**Requirement:** Copy out, word for word, the lines of the listing from its first line through the line holding "0;0;320;221", inclusive.

[Recorded data]
::::::::
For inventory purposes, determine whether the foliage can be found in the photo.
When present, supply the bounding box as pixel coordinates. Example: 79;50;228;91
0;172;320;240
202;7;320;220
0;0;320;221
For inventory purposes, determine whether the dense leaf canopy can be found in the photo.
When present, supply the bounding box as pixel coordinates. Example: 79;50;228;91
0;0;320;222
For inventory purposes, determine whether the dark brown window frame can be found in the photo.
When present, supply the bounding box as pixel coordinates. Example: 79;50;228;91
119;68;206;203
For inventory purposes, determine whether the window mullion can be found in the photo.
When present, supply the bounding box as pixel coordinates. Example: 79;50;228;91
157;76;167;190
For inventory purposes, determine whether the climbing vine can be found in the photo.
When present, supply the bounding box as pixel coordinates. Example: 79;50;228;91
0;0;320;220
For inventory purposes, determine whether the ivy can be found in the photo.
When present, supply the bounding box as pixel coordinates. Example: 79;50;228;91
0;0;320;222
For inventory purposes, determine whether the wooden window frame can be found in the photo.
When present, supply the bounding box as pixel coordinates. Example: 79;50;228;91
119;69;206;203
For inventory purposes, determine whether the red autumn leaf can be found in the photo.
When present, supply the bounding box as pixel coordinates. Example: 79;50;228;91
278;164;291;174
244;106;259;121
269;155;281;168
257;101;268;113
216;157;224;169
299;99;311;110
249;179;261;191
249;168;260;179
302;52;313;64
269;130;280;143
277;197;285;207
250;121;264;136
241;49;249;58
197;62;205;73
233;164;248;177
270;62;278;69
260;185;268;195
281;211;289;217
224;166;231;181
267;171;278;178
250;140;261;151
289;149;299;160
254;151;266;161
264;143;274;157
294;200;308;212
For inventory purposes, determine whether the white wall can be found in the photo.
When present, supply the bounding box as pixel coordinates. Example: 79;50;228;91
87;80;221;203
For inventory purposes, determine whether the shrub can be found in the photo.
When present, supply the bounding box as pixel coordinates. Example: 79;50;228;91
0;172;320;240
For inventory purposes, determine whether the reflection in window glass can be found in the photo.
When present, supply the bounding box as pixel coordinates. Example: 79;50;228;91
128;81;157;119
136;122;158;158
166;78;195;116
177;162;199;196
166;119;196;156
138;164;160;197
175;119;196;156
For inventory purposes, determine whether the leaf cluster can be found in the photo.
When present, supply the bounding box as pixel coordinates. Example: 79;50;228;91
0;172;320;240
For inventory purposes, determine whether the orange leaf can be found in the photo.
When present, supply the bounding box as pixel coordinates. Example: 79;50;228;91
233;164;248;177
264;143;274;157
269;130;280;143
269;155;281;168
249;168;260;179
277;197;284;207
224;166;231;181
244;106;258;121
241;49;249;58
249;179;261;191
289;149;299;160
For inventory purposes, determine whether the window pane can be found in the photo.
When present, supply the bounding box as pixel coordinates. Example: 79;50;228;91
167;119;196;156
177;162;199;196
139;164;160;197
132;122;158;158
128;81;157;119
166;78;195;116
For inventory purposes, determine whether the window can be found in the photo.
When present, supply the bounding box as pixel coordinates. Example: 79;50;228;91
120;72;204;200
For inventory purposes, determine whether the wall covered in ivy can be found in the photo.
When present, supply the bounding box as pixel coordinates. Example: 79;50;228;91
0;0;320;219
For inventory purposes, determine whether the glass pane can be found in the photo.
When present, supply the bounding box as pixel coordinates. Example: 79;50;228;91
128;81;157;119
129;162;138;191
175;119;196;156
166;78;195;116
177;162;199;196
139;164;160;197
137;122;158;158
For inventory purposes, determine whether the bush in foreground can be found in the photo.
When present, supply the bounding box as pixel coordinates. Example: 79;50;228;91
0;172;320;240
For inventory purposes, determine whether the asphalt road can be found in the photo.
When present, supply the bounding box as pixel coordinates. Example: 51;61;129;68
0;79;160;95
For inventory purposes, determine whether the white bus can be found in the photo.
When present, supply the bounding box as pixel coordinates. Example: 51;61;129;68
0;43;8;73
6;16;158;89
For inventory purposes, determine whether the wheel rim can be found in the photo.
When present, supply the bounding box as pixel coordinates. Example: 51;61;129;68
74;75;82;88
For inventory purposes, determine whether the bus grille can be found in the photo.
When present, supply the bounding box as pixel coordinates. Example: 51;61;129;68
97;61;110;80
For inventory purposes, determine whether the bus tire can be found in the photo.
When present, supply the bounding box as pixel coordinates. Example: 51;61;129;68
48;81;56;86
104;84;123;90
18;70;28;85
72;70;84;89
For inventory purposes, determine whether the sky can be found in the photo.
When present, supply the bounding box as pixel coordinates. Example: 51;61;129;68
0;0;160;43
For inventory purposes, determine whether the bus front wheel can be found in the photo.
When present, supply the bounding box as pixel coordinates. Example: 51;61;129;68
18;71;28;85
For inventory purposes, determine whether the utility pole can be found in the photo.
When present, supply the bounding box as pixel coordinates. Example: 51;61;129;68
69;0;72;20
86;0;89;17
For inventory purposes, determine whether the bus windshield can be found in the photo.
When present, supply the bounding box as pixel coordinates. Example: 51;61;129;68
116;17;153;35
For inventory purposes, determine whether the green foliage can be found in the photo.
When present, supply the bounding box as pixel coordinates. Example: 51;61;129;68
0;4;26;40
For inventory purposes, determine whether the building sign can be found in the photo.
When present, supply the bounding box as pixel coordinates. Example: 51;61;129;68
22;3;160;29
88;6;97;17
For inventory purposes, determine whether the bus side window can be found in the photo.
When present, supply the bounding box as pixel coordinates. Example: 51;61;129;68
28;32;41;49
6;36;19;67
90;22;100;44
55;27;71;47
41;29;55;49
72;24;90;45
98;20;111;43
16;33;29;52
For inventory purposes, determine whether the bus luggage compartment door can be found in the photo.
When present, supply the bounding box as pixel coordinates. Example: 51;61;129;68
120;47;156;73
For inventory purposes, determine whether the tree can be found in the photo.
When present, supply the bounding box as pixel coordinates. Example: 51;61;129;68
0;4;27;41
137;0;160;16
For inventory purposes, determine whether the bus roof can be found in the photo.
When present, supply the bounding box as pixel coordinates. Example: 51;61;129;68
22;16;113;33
::::::::
**Completed exercise:**
For inventory purposes, determine whether the foliage can be found in the photo.
When present, supply the bounding box as pixel coordinates. Example: 79;50;228;91
0;172;320;240
202;7;320;220
0;0;320;221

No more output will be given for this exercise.